* _AIM OF THE TASK_: Extract every line from the rows below that contains the string "debris".

:: EXCERPTED DATA

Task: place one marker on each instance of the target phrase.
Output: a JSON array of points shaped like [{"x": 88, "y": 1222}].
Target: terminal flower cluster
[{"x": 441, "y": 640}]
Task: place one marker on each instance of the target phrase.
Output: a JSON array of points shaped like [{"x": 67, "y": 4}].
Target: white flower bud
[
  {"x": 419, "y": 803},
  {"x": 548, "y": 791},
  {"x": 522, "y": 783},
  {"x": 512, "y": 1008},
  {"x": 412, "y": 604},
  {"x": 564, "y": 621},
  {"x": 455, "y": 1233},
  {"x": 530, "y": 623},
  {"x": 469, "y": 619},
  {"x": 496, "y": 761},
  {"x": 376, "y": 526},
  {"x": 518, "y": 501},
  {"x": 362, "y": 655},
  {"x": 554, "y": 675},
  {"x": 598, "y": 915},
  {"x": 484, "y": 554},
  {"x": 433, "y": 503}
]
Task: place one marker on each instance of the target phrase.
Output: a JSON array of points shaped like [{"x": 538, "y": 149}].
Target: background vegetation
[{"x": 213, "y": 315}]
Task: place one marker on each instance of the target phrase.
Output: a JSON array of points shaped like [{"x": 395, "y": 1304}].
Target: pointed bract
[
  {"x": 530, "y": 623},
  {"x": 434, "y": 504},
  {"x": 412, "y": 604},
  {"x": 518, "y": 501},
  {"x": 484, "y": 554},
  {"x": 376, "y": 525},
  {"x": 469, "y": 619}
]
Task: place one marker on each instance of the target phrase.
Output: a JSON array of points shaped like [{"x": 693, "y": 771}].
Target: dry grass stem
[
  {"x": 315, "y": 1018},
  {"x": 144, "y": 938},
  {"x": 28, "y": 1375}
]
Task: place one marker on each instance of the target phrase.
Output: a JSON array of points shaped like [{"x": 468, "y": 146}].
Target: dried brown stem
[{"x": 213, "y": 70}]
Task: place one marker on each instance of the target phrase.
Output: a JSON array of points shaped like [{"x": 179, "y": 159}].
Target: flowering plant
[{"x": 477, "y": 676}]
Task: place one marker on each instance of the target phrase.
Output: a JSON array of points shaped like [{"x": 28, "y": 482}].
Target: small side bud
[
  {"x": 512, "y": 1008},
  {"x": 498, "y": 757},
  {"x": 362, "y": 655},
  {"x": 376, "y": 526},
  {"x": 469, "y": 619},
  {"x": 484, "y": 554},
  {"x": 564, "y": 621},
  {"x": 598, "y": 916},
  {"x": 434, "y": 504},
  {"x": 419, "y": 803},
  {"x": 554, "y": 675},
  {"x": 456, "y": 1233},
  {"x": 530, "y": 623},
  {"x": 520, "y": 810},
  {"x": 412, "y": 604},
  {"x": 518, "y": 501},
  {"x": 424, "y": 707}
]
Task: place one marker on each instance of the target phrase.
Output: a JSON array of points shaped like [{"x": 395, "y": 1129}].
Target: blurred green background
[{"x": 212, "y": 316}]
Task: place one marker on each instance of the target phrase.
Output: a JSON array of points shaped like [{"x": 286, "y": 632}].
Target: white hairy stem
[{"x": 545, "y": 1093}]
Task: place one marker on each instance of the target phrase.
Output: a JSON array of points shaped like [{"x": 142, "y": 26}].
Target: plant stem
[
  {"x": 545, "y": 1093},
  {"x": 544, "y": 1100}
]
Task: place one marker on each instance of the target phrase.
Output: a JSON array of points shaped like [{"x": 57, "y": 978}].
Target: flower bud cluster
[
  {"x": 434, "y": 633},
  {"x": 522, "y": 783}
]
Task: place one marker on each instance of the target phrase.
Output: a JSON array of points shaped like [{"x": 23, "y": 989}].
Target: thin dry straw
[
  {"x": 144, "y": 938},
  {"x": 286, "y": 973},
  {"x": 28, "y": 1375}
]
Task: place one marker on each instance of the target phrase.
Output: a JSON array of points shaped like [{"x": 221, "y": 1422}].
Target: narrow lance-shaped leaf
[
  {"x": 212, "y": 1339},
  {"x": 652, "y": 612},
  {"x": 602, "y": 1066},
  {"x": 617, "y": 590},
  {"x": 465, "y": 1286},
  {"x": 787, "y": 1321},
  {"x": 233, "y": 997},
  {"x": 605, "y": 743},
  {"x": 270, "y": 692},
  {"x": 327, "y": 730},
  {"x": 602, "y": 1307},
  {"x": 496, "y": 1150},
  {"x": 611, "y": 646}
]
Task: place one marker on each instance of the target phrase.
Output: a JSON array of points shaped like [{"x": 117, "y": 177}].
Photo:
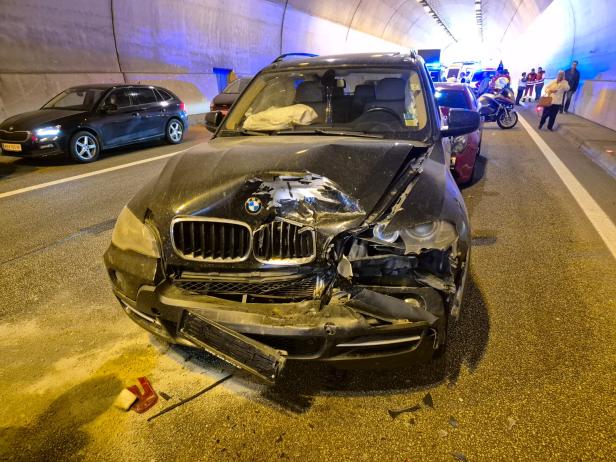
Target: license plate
[
  {"x": 11, "y": 147},
  {"x": 233, "y": 347}
]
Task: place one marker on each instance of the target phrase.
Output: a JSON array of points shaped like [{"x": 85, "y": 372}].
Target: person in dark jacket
[
  {"x": 572, "y": 75},
  {"x": 521, "y": 88},
  {"x": 539, "y": 83}
]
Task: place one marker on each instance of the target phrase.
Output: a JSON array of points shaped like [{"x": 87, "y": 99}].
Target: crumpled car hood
[{"x": 304, "y": 178}]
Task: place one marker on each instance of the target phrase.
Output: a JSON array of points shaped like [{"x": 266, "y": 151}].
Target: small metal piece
[{"x": 330, "y": 329}]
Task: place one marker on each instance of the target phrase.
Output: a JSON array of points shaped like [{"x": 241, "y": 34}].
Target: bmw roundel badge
[{"x": 253, "y": 205}]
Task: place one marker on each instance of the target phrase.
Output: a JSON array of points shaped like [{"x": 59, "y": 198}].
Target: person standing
[
  {"x": 521, "y": 88},
  {"x": 572, "y": 75},
  {"x": 530, "y": 85},
  {"x": 556, "y": 90},
  {"x": 539, "y": 83}
]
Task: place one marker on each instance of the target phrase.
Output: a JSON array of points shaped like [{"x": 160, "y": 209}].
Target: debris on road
[
  {"x": 145, "y": 400},
  {"x": 511, "y": 423},
  {"x": 428, "y": 401},
  {"x": 190, "y": 398},
  {"x": 396, "y": 412},
  {"x": 125, "y": 400}
]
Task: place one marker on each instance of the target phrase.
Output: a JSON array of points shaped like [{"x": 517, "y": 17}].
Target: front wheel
[
  {"x": 507, "y": 119},
  {"x": 84, "y": 147},
  {"x": 174, "y": 132}
]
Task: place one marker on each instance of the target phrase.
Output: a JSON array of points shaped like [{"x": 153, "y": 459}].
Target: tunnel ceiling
[{"x": 405, "y": 22}]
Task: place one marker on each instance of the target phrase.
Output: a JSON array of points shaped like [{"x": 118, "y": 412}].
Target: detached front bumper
[{"x": 337, "y": 333}]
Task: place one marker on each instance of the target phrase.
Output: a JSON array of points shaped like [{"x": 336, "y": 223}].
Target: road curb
[{"x": 603, "y": 153}]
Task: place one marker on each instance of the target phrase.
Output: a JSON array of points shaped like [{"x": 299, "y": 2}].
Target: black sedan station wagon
[{"x": 82, "y": 121}]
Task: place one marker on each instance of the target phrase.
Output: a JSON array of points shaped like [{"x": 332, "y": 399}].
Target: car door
[
  {"x": 121, "y": 121},
  {"x": 151, "y": 110}
]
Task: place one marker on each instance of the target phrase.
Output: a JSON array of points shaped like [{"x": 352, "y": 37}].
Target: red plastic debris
[{"x": 145, "y": 400}]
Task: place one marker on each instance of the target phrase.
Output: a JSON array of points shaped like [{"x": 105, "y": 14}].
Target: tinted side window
[
  {"x": 452, "y": 99},
  {"x": 165, "y": 95},
  {"x": 144, "y": 95},
  {"x": 118, "y": 97}
]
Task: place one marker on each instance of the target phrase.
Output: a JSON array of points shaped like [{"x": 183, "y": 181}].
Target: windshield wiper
[
  {"x": 320, "y": 131},
  {"x": 243, "y": 131}
]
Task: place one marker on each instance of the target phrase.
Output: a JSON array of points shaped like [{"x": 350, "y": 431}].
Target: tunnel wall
[
  {"x": 570, "y": 30},
  {"x": 48, "y": 46}
]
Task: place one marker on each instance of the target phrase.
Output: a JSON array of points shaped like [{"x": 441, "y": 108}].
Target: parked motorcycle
[{"x": 499, "y": 108}]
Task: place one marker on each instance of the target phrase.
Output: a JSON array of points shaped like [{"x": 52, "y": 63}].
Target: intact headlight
[
  {"x": 130, "y": 233},
  {"x": 430, "y": 235},
  {"x": 48, "y": 131}
]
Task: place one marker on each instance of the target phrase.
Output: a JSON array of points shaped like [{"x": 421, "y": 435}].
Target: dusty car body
[{"x": 268, "y": 247}]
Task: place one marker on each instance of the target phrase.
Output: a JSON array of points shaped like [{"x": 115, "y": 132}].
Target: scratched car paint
[{"x": 342, "y": 240}]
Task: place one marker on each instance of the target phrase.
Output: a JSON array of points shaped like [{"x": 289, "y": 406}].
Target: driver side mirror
[
  {"x": 461, "y": 122},
  {"x": 109, "y": 107},
  {"x": 213, "y": 120}
]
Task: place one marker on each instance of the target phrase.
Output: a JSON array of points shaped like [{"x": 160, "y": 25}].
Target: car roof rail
[{"x": 287, "y": 55}]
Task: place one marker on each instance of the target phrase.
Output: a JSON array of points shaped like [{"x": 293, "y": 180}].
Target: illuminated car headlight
[
  {"x": 130, "y": 233},
  {"x": 48, "y": 131},
  {"x": 458, "y": 144},
  {"x": 380, "y": 234}
]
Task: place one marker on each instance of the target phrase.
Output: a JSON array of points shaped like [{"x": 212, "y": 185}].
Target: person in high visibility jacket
[
  {"x": 521, "y": 88},
  {"x": 530, "y": 85},
  {"x": 539, "y": 83}
]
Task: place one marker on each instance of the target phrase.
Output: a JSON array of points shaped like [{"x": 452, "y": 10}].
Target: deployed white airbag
[{"x": 280, "y": 118}]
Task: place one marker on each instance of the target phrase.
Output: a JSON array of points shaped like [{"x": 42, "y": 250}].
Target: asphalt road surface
[{"x": 530, "y": 374}]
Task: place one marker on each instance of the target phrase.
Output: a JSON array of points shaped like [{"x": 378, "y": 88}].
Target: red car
[{"x": 465, "y": 148}]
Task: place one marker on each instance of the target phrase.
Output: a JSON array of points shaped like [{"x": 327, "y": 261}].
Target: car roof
[
  {"x": 354, "y": 59},
  {"x": 105, "y": 86}
]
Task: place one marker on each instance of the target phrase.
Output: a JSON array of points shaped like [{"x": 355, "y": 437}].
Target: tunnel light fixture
[
  {"x": 479, "y": 17},
  {"x": 428, "y": 9}
]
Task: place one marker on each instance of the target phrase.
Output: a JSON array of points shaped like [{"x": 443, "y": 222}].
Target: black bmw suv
[
  {"x": 82, "y": 121},
  {"x": 321, "y": 223}
]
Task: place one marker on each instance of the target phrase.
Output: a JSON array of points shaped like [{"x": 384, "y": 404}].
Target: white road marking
[
  {"x": 598, "y": 218},
  {"x": 86, "y": 175}
]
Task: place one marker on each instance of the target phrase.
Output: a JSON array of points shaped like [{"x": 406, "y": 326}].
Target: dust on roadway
[{"x": 530, "y": 372}]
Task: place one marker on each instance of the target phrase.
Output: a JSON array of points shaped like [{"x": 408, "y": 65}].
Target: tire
[
  {"x": 174, "y": 132},
  {"x": 84, "y": 147},
  {"x": 502, "y": 121}
]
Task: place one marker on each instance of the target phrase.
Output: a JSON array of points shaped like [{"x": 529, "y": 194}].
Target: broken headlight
[
  {"x": 381, "y": 234},
  {"x": 130, "y": 233}
]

::::

* _EXPECTED OUTPUT_:
Target: debris on road
Target: red plastic debris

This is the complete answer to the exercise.